What needs to be done: Reproduce the stretch of the listing from the line containing "Target: blurred grass background" through the end of the listing, replacing "blurred grass background" with "out-of-focus grass" and keeping everything else unchanged.

Extracted data:
----------

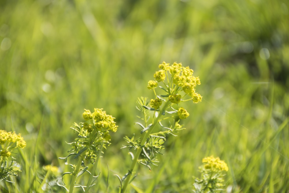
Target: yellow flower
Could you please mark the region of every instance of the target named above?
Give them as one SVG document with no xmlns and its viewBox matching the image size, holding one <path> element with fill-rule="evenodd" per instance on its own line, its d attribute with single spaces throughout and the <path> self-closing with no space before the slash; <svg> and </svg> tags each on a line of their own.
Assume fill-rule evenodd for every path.
<svg viewBox="0 0 289 193">
<path fill-rule="evenodd" d="M 26 147 L 26 141 L 24 140 L 19 140 L 17 141 L 17 146 L 23 149 Z"/>
<path fill-rule="evenodd" d="M 158 82 L 155 80 L 150 80 L 147 83 L 147 88 L 151 90 L 158 86 Z"/>
<path fill-rule="evenodd" d="M 155 80 L 158 82 L 163 81 L 166 78 L 165 71 L 163 70 L 160 70 L 155 72 L 153 75 Z"/>
<path fill-rule="evenodd" d="M 151 106 L 156 110 L 160 108 L 160 106 L 162 105 L 162 100 L 159 98 L 156 98 L 155 99 L 151 99 L 149 105 Z"/>
<path fill-rule="evenodd" d="M 84 111 L 85 111 L 82 113 L 82 116 L 84 119 L 86 120 L 92 119 L 93 118 L 94 115 L 89 110 L 87 110 L 85 109 Z"/>
<path fill-rule="evenodd" d="M 181 119 L 184 119 L 187 118 L 190 114 L 183 107 L 180 107 L 178 111 L 178 115 Z"/>
<path fill-rule="evenodd" d="M 9 157 L 11 155 L 11 152 L 7 150 L 1 151 L 0 155 L 2 157 Z"/>
<path fill-rule="evenodd" d="M 174 95 L 168 96 L 168 100 L 173 103 L 177 104 L 181 102 L 181 96 L 180 95 Z"/>
<path fill-rule="evenodd" d="M 203 97 L 197 93 L 193 93 L 192 94 L 192 99 L 194 103 L 197 103 L 202 101 Z"/>
<path fill-rule="evenodd" d="M 227 164 L 224 161 L 220 160 L 218 157 L 215 158 L 212 155 L 203 158 L 202 162 L 208 163 L 205 165 L 205 168 L 213 171 L 224 170 L 227 172 L 229 170 Z"/>
</svg>

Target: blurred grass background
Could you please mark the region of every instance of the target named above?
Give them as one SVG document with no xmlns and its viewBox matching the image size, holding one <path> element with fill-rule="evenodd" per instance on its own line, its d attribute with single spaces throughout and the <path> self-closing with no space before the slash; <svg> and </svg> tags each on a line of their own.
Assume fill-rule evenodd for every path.
<svg viewBox="0 0 289 193">
<path fill-rule="evenodd" d="M 140 131 L 135 101 L 152 96 L 146 86 L 158 64 L 181 62 L 200 77 L 203 101 L 186 104 L 187 129 L 168 137 L 160 166 L 140 167 L 134 185 L 190 192 L 202 159 L 213 155 L 228 163 L 231 192 L 288 192 L 288 6 L 281 0 L 2 0 L 1 129 L 12 124 L 22 134 L 36 168 L 63 170 L 57 158 L 75 137 L 70 126 L 82 121 L 84 109 L 103 108 L 119 127 L 97 185 L 106 191 L 108 164 L 114 192 L 114 174 L 123 175 L 131 163 L 120 150 L 123 138 Z"/>
</svg>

----------

The solution:
Target: out-of-focus grass
Could you please mark the region of every instance of the target named above?
Give them as one SVG document with no xmlns and its viewBox matching the image size, holding one <path> element with fill-rule="evenodd" per instance on its own line, its d attribute with single spaces throughout and the <path> self-closing with no space before the slash; <svg> and </svg> tags each on a line of their own.
Assume fill-rule evenodd for every path.
<svg viewBox="0 0 289 193">
<path fill-rule="evenodd" d="M 140 131 L 135 101 L 152 96 L 146 86 L 158 64 L 181 62 L 200 77 L 203 101 L 186 104 L 187 129 L 168 137 L 160 166 L 140 167 L 134 185 L 190 192 L 202 159 L 213 155 L 228 163 L 231 192 L 288 192 L 288 6 L 281 0 L 2 0 L 1 129 L 12 124 L 22 134 L 36 168 L 63 170 L 57 158 L 75 137 L 70 126 L 82 121 L 84 109 L 103 108 L 119 127 L 97 185 L 106 191 L 108 164 L 114 192 L 114 174 L 123 175 L 131 163 L 120 150 L 123 138 Z"/>
</svg>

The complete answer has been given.